By Golf Channel DigitalAugust 23, 2017, 3:00 pm

Billy Payne is retiring as chairman of Augusta National Golf Club and the Masters, the club announced Wednesday. He will be replaced by Fred Ridley.

Payne, who turns 70 in October, had served in the role since 2006 and was instrumental in modernizing Augusta National, admitting the club’s first female members and growing the game worldwide.

Ridley, a former president of the USGA, has served as the competition chairman since 2007. A former U.S. Amateur champion, Ridley, 65, is the first chairman to have played in the Masters (1976-78).

Payne will retire from his role Oct. 16 and become chairman emeritus.

“The privilege I experienced serving as chairman of Augusta National and the Masters was far greater than I could have ever imagined,” he said in a statement. “This honor, however, is too great for one person to claim as their own for too long a period of time. I retire knowing it is simply the right thing to do – and at the right moment – to open the door and invite someone new to be called upon to lead, bring forth new ideas and craft a new vision that will honor our founders and serve the game of golf for many years to come.”

### PROBLEM TO SOLVE:
From the article on the Augusta National chairmanship, answer each of these:
1. Since what year had Billy Payne served as chairman?
2. How old is Fred Ridley?
3. On what date will Payne retire from his role?
The items below the article come from an unrelated source.

### DATA ROWS:
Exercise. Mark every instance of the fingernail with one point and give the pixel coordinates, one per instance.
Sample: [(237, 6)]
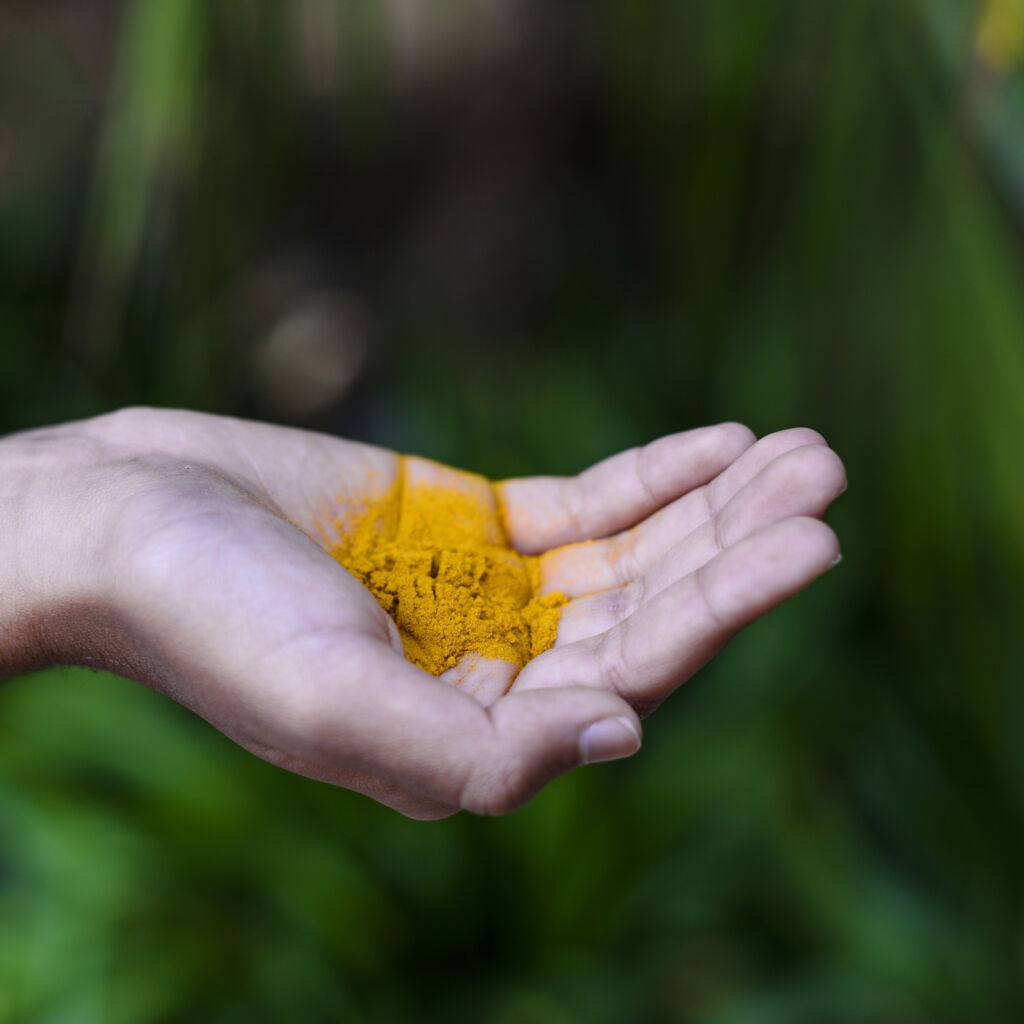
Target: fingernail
[(608, 739)]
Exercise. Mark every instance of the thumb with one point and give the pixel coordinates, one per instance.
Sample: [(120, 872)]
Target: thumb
[(537, 735)]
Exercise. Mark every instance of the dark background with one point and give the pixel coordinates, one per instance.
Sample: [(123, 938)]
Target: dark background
[(518, 237)]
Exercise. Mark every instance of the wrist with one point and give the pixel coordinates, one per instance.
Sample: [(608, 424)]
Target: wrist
[(51, 531)]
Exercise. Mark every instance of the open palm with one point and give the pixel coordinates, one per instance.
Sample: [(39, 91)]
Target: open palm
[(219, 592)]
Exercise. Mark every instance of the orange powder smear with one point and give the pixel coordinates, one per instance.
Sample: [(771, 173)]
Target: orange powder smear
[(438, 561)]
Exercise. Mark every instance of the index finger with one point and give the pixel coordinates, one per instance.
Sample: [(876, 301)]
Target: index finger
[(544, 512)]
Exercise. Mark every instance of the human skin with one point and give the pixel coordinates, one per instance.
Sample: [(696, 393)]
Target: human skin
[(187, 552)]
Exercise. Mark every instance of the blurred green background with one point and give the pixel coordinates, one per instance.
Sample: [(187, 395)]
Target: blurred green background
[(518, 237)]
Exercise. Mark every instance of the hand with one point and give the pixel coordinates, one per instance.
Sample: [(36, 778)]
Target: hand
[(179, 550)]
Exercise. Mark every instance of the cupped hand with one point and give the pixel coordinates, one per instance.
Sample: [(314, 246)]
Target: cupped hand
[(210, 582)]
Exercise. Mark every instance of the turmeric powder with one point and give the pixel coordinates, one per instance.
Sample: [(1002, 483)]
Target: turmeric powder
[(437, 559)]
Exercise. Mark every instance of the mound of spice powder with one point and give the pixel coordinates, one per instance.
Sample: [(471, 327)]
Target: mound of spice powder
[(439, 563)]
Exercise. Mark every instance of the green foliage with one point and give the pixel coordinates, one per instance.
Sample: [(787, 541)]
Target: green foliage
[(651, 216)]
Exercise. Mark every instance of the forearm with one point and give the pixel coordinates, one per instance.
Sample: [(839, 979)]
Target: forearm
[(50, 532)]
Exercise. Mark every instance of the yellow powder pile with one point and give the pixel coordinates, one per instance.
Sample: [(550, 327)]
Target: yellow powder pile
[(439, 562)]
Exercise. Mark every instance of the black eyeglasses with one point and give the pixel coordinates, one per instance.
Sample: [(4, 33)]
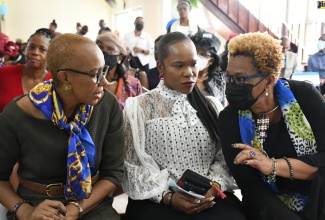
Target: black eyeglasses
[(239, 79), (98, 76)]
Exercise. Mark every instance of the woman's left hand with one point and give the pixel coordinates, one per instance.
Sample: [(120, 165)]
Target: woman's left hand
[(72, 212), (254, 158)]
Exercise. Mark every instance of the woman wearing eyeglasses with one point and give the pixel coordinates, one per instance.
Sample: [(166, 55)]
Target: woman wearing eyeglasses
[(272, 133), (120, 82), (67, 136), (210, 80)]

### WRITTEN SOLUTION:
1. 2006
2. 65
3. Oct. 16